| Exercise task |
Please print every line of the items below without changing anything.

| Records shown |
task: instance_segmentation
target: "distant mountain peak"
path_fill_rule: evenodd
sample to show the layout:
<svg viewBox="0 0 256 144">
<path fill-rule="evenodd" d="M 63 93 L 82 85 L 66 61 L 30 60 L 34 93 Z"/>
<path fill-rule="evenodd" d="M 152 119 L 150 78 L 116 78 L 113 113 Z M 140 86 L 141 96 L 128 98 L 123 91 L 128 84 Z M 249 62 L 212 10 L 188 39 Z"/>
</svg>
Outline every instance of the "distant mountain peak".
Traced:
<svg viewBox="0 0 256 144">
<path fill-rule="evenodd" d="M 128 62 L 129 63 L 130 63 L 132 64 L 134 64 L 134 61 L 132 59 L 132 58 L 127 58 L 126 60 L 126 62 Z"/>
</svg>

| Expected answer |
task: instance_segmentation
target: "distant mountain peak"
path_fill_rule: evenodd
sample to show the layout:
<svg viewBox="0 0 256 144">
<path fill-rule="evenodd" d="M 63 93 L 82 85 L 66 61 L 30 60 L 34 93 Z"/>
<path fill-rule="evenodd" d="M 152 119 L 150 78 L 116 78 L 113 113 Z M 140 86 L 141 96 L 128 98 L 123 91 L 128 84 Z M 249 62 L 212 10 L 188 39 Z"/>
</svg>
Outline every instance of the "distant mountain peak".
Traced:
<svg viewBox="0 0 256 144">
<path fill-rule="evenodd" d="M 128 62 L 129 63 L 130 63 L 132 64 L 134 64 L 134 61 L 132 59 L 132 58 L 127 58 L 126 60 L 126 62 Z"/>
</svg>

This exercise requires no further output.